Short exercise
Copy out every one of the lines below without changing anything, but leave the pictures out.

↓↓↓

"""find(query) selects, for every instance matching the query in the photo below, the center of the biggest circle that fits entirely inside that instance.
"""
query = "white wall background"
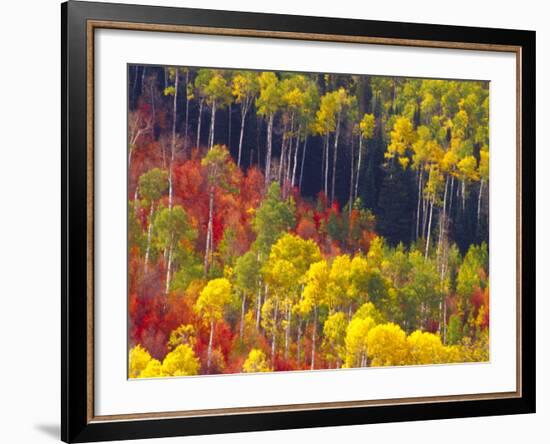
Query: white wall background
(30, 221)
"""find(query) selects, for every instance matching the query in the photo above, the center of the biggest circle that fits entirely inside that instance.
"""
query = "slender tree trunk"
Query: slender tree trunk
(326, 164)
(358, 166)
(451, 193)
(212, 126)
(186, 111)
(479, 199)
(293, 181)
(444, 320)
(431, 205)
(418, 202)
(274, 337)
(229, 127)
(169, 267)
(314, 337)
(269, 149)
(352, 160)
(153, 107)
(136, 201)
(334, 161)
(209, 230)
(463, 192)
(210, 341)
(201, 105)
(442, 217)
(302, 165)
(283, 152)
(287, 333)
(258, 306)
(243, 307)
(244, 110)
(149, 231)
(173, 145)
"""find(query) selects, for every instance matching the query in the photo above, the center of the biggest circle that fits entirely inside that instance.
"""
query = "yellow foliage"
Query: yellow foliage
(180, 362)
(153, 370)
(139, 358)
(357, 342)
(256, 362)
(426, 348)
(387, 345)
(184, 334)
(213, 298)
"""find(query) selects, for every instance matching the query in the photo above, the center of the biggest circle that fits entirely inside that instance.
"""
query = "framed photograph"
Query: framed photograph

↑↑↑

Result for this exercise
"""find(query) selects, for every instance matching the query in the photo below, the center of the biggest circle that fits entirely inside that instance.
"""
query = "white wall background"
Query: white wall background
(30, 221)
"""find(query) selects, for every instance matching the query in the photo above, the center of the biggest circle that fits entirely inside that instance.
"""
query = "slender tree trunk"
Query: slender tree trunk
(326, 164)
(358, 166)
(451, 193)
(212, 126)
(186, 111)
(479, 199)
(293, 181)
(444, 320)
(431, 205)
(418, 202)
(274, 337)
(229, 127)
(169, 267)
(314, 337)
(269, 149)
(352, 160)
(153, 107)
(136, 201)
(334, 161)
(209, 230)
(463, 192)
(210, 341)
(201, 105)
(442, 217)
(302, 165)
(283, 152)
(287, 333)
(258, 306)
(243, 307)
(244, 110)
(149, 231)
(173, 145)
"""find(query) selects, for every instance matching the query in the photo above, the center of the biggest circle that fits entirely inside that instance.
"""
query = "yellow foliage"
Query: yellow foliage
(180, 362)
(153, 370)
(139, 358)
(357, 342)
(256, 362)
(426, 348)
(387, 345)
(184, 334)
(213, 298)
"""find(query) selects, for every instance matching the query in the photo above, the center of the biggest circle that fits entirely inside that instance.
"""
query = "framed photograph"
Query: framed photograph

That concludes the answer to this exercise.